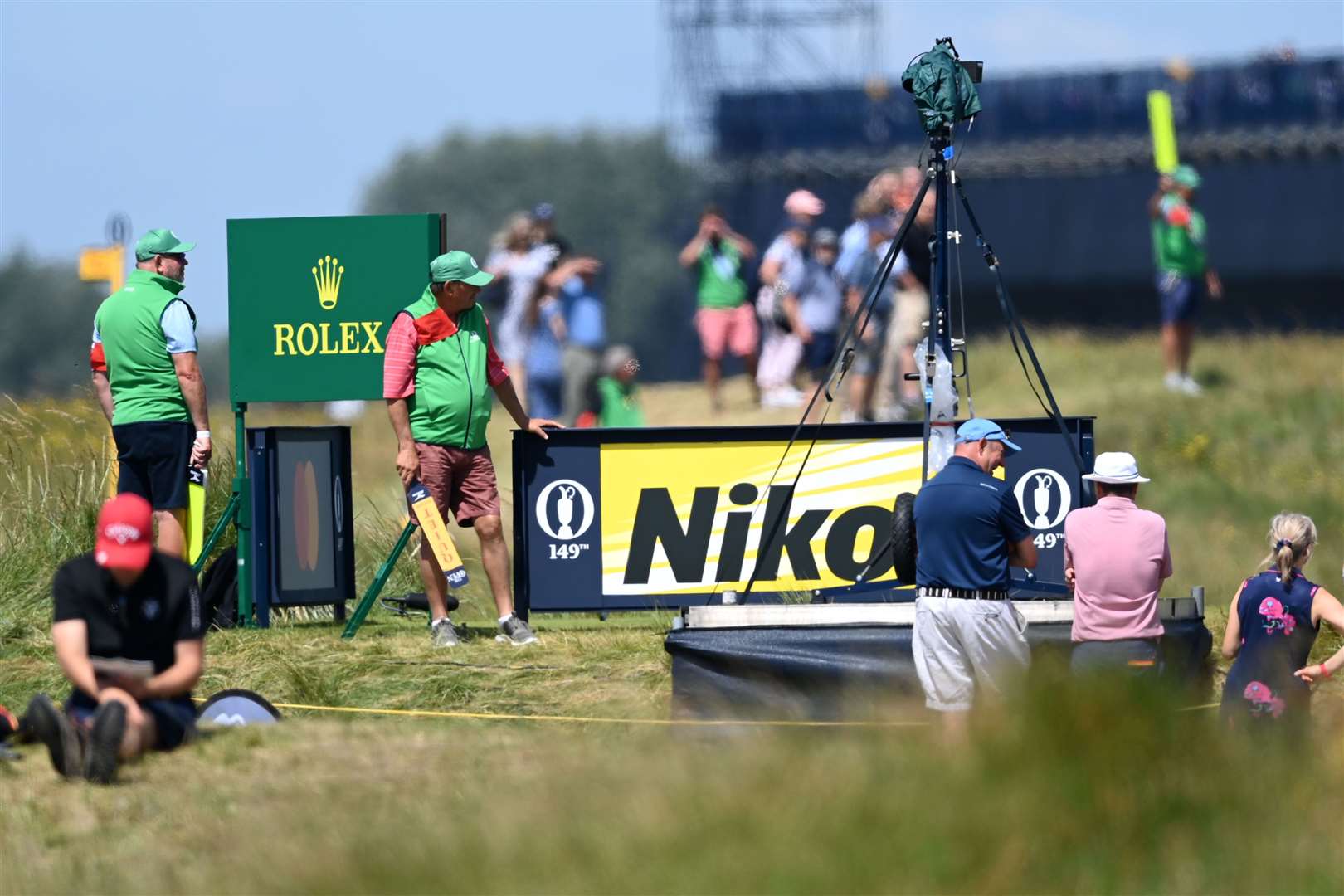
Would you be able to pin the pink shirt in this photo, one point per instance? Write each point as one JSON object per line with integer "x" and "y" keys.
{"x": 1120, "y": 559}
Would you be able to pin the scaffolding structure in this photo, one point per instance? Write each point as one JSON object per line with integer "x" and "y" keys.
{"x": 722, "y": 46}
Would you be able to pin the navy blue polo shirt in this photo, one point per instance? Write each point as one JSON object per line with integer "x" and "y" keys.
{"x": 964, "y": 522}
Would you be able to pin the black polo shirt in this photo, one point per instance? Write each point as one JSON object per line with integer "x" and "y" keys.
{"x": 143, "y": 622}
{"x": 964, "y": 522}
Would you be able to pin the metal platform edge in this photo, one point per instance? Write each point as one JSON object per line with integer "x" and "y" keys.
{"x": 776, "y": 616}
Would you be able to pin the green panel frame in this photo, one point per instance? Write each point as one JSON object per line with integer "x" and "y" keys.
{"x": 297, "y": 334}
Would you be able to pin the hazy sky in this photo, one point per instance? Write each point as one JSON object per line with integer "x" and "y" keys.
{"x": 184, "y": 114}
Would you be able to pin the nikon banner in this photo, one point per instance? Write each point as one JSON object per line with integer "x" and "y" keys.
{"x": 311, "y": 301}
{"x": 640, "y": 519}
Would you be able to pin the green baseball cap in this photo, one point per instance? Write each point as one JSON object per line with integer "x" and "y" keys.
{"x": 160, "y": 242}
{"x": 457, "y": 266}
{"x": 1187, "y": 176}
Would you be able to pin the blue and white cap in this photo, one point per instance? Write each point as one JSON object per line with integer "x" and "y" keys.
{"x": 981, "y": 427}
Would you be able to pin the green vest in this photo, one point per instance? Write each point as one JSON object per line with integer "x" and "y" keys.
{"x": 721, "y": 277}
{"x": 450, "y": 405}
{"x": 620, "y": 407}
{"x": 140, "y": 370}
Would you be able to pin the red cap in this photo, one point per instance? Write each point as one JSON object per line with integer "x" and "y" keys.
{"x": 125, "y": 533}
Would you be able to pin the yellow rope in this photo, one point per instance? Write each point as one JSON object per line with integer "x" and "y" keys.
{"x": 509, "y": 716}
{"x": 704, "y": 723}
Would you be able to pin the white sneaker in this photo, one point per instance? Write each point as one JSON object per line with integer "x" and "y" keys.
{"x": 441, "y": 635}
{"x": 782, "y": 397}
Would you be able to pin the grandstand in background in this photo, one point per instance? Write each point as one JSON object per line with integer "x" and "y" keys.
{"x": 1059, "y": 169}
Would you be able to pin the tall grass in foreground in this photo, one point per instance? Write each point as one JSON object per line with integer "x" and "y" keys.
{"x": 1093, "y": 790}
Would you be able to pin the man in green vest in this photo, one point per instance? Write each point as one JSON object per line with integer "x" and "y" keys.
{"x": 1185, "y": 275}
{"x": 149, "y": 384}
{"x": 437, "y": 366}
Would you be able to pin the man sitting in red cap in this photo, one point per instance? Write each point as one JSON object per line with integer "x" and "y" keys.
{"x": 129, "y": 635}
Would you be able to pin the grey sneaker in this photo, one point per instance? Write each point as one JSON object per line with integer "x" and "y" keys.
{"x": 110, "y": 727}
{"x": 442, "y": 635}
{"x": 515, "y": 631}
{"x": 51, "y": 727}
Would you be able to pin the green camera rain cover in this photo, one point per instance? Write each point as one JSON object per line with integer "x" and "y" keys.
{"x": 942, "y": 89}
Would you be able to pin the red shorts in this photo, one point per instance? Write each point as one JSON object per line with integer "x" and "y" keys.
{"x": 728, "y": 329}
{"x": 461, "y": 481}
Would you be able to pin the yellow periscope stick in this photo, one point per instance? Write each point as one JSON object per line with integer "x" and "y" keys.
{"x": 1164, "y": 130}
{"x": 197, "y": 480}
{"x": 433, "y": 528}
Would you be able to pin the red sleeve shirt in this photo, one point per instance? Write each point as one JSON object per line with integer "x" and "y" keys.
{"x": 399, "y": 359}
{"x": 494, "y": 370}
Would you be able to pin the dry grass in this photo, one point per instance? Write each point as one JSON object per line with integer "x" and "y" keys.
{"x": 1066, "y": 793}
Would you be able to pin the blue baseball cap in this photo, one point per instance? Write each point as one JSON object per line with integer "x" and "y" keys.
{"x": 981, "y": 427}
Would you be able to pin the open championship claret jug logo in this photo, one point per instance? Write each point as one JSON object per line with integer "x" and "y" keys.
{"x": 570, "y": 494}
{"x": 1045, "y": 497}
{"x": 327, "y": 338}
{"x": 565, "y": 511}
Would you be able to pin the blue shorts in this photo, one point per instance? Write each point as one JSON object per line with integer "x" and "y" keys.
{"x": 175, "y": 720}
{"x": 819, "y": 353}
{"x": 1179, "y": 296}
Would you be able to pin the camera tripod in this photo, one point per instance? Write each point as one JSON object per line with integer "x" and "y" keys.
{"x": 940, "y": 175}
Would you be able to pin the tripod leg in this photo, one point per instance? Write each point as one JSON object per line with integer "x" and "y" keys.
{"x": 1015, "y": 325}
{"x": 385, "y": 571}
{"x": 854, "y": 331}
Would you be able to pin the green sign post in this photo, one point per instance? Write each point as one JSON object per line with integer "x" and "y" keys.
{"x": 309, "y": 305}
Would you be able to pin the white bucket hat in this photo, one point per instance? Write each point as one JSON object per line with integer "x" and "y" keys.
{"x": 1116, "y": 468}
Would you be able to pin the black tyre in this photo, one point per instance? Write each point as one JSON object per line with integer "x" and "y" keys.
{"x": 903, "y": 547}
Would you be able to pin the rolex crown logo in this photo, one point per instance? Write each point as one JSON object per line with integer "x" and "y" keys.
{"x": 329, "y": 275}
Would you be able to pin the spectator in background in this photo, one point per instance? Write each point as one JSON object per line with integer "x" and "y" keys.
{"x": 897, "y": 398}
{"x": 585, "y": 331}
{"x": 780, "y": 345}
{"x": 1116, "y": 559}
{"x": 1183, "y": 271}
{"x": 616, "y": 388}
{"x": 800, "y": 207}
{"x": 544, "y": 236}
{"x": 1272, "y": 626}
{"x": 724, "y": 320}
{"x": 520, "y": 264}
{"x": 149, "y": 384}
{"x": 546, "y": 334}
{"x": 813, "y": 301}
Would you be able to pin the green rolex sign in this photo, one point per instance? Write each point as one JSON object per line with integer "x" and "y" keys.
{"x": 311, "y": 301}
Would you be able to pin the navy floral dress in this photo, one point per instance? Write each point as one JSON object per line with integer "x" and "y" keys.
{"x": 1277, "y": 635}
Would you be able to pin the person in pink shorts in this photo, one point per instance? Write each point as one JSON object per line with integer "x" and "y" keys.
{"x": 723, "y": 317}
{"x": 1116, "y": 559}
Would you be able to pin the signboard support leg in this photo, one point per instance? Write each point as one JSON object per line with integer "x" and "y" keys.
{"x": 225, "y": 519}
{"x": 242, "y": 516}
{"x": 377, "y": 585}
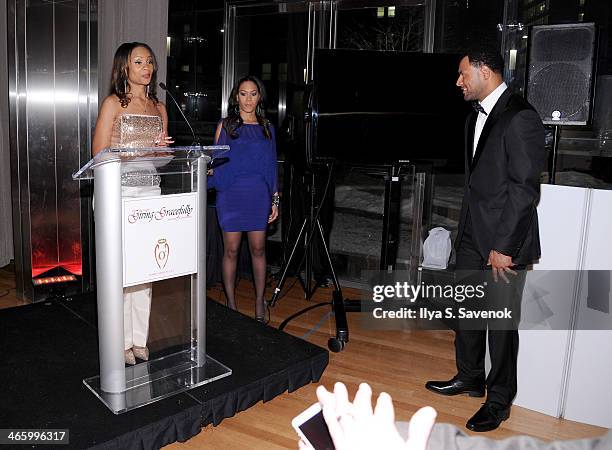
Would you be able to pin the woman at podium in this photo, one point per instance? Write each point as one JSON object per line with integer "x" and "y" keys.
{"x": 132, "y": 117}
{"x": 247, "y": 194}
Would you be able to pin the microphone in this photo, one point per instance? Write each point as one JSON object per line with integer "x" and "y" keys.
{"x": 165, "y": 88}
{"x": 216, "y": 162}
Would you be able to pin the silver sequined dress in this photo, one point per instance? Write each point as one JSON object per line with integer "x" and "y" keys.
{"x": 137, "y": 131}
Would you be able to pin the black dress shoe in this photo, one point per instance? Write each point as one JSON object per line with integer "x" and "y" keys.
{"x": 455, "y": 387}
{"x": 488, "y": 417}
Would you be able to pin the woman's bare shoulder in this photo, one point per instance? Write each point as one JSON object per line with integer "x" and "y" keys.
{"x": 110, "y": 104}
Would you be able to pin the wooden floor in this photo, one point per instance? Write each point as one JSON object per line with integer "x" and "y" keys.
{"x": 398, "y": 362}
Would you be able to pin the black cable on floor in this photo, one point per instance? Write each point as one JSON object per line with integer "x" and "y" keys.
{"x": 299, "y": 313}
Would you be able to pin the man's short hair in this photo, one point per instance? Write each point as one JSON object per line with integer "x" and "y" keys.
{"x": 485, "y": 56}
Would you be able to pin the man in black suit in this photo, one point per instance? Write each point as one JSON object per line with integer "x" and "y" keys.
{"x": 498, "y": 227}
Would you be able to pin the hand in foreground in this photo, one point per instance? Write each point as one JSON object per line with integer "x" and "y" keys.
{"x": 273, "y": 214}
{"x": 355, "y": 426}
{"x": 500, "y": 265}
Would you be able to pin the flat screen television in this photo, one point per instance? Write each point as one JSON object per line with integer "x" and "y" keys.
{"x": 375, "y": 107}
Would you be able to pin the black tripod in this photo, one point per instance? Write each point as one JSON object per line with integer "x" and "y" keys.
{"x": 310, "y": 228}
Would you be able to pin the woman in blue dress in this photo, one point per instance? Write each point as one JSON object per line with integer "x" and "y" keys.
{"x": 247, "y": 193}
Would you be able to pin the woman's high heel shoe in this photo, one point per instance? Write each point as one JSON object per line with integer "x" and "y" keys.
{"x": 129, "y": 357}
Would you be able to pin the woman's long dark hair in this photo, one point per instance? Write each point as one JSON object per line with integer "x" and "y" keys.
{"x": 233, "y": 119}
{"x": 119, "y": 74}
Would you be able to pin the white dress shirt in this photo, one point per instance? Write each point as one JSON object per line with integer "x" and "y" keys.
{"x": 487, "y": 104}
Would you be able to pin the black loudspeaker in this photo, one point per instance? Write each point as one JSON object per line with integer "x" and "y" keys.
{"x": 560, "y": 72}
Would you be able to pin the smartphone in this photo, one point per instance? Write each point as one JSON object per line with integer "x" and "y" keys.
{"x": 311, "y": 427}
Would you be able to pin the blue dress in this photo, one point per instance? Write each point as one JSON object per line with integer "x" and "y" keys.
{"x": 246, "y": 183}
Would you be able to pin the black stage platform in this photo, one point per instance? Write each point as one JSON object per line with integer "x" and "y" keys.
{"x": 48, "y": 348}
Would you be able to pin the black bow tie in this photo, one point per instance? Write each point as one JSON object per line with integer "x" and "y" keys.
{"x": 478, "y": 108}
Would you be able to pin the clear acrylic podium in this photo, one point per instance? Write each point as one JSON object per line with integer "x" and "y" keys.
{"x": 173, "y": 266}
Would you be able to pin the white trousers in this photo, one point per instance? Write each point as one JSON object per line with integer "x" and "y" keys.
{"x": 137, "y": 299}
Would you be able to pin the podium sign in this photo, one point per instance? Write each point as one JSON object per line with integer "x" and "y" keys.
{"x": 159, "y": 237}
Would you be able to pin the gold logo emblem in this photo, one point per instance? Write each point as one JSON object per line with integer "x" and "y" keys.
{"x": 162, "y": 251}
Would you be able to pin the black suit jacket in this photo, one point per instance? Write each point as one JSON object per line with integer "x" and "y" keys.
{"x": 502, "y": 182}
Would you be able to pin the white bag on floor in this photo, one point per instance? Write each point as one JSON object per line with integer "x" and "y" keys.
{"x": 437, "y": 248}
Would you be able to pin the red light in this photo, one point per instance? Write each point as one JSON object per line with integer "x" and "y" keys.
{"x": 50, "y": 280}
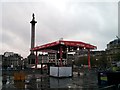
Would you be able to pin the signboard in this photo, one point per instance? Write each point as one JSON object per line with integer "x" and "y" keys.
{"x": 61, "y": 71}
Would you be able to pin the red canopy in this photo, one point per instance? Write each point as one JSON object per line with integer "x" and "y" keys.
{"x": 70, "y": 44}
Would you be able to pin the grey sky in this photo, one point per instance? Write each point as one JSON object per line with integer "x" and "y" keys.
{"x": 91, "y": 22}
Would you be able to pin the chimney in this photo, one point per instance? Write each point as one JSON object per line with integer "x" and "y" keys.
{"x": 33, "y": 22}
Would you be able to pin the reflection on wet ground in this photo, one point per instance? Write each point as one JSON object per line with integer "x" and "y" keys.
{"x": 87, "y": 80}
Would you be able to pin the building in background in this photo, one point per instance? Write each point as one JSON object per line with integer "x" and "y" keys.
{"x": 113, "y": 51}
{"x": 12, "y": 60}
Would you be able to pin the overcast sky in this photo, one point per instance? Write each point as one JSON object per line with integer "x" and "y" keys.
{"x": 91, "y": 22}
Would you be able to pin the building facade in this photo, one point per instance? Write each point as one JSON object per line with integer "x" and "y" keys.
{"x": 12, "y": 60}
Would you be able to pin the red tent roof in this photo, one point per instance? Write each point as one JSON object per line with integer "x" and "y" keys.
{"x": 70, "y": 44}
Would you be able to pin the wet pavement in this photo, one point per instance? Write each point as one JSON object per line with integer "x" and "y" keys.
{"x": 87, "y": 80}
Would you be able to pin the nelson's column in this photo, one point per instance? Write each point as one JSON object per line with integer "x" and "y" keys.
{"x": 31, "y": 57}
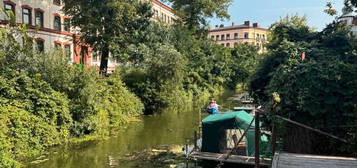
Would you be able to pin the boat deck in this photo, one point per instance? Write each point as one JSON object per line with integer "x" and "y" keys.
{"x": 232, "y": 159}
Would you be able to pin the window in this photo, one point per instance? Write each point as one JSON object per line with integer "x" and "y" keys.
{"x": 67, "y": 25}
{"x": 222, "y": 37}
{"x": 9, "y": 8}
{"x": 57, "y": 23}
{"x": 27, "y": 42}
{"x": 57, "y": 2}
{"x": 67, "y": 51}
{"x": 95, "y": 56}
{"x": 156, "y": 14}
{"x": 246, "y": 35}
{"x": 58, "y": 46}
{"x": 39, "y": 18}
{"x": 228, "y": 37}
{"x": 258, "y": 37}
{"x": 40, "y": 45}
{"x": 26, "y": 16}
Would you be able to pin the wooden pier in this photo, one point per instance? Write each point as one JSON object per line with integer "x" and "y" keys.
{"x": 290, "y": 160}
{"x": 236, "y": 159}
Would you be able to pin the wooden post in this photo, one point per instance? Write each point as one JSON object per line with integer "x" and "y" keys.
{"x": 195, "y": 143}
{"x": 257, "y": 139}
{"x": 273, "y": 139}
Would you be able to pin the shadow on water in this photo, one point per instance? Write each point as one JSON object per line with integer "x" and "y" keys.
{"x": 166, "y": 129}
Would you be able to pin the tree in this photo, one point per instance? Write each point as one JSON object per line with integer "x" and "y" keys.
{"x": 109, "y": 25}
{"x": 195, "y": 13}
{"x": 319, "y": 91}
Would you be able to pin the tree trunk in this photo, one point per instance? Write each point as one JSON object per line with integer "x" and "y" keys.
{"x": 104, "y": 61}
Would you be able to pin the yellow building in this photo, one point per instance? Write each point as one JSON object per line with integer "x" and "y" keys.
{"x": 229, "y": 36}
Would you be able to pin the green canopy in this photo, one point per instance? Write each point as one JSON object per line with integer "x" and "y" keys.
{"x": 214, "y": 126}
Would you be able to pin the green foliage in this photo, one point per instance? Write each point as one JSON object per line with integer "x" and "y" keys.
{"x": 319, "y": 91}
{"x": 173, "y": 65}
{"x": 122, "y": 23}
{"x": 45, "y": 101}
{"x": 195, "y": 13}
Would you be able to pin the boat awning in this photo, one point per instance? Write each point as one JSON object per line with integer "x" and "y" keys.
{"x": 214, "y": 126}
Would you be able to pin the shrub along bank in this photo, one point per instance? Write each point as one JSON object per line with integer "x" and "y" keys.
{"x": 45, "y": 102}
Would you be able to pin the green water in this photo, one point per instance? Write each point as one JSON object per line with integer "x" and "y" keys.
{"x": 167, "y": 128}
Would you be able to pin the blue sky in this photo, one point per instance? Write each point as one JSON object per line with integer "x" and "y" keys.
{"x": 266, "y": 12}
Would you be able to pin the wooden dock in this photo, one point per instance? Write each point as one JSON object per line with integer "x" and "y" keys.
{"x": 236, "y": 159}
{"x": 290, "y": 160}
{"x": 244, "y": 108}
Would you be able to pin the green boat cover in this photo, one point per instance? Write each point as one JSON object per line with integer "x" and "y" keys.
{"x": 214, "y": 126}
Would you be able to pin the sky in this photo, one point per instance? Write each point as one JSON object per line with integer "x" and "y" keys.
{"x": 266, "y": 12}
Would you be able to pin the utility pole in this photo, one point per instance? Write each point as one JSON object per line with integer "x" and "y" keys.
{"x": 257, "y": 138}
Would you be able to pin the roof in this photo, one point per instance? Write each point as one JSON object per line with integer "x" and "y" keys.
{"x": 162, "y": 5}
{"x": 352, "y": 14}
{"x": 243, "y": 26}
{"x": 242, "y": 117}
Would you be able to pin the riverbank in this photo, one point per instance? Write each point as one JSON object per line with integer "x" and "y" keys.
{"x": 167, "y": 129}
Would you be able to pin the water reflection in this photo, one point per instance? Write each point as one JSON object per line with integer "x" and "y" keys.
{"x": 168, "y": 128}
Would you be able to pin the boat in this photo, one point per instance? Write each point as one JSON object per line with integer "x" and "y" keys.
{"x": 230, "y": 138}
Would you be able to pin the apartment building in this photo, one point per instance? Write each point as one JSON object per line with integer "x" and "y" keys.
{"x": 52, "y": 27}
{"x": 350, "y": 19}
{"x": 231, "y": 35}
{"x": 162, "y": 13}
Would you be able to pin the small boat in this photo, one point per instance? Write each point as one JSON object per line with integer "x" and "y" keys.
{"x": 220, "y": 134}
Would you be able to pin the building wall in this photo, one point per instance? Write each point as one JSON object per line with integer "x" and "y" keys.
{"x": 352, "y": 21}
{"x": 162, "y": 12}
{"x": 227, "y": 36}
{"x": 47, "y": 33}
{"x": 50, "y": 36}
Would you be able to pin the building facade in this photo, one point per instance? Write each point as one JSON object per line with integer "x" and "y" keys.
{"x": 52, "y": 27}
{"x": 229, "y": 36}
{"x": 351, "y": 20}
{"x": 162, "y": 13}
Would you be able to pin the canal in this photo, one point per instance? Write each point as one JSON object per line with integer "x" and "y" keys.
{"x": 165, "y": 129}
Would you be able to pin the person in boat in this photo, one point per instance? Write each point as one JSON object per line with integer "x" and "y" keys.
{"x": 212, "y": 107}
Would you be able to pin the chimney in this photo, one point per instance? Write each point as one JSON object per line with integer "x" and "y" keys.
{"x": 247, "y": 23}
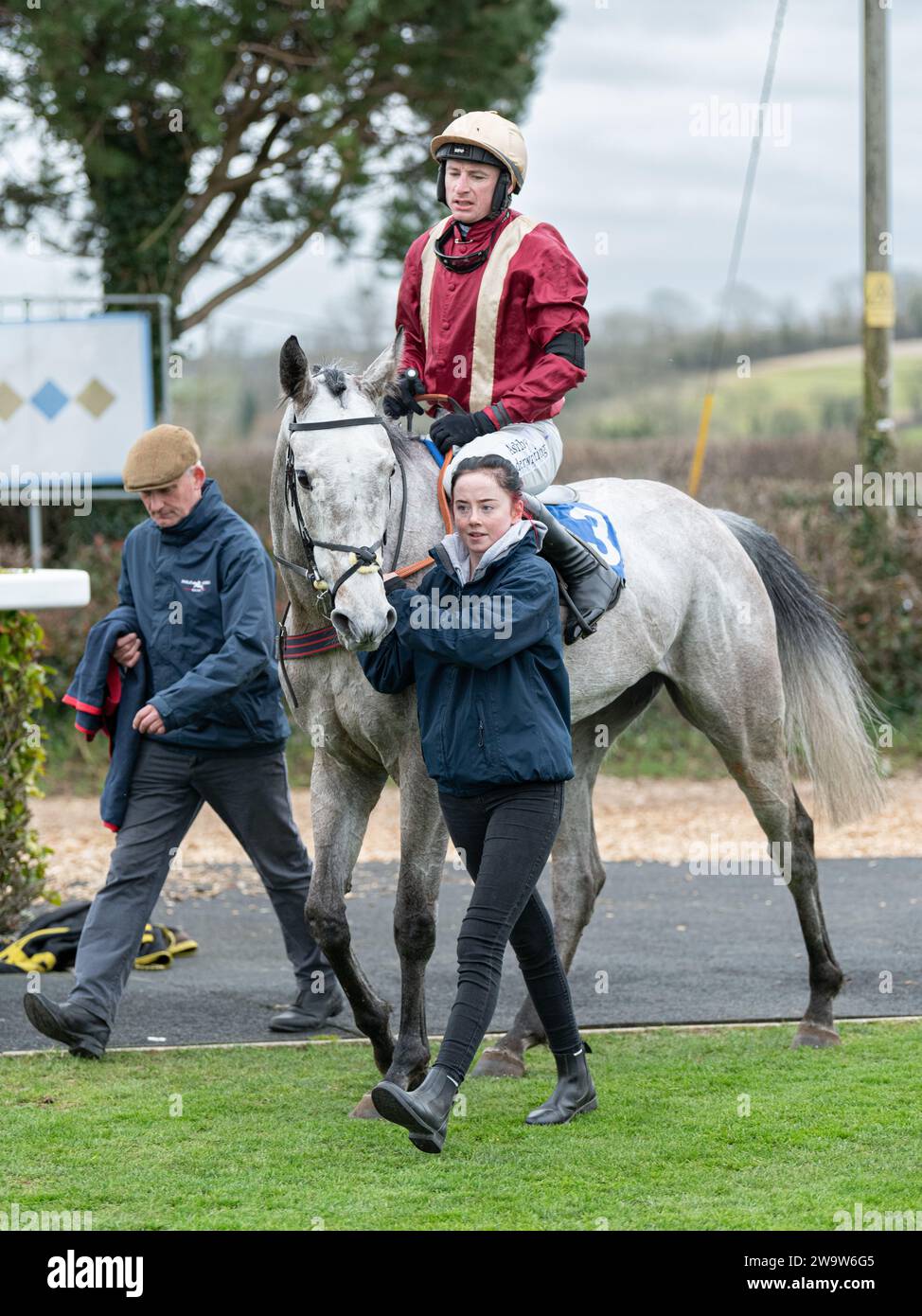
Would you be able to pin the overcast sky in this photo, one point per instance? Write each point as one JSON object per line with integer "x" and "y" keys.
■ ■ ■ ■
Leaving out every picture, extract verbatim the lines from the one containing "Would you be able to pin the canal" through the last line of the listing, inclusive.

Would you be able to pin the canal in this photo, one point per instance? Write each point as one JSON object per line with integer "x" and "y" keys.
{"x": 165, "y": 129}
Would you be able to pin the person in boat in this photo, one point per instance? Write each point as one JSON object per line with integer "x" and "y" keys.
{"x": 212, "y": 107}
Would you be able to pin the chimney in this photo, one point per instance? Write each point as one JSON object per line with integer "x" and "y" keys.
{"x": 247, "y": 23}
Would you be able to pin the overcast sky in this photo, one point per instance? Write each point as one JSON object per line with integer "x" and "y" keys.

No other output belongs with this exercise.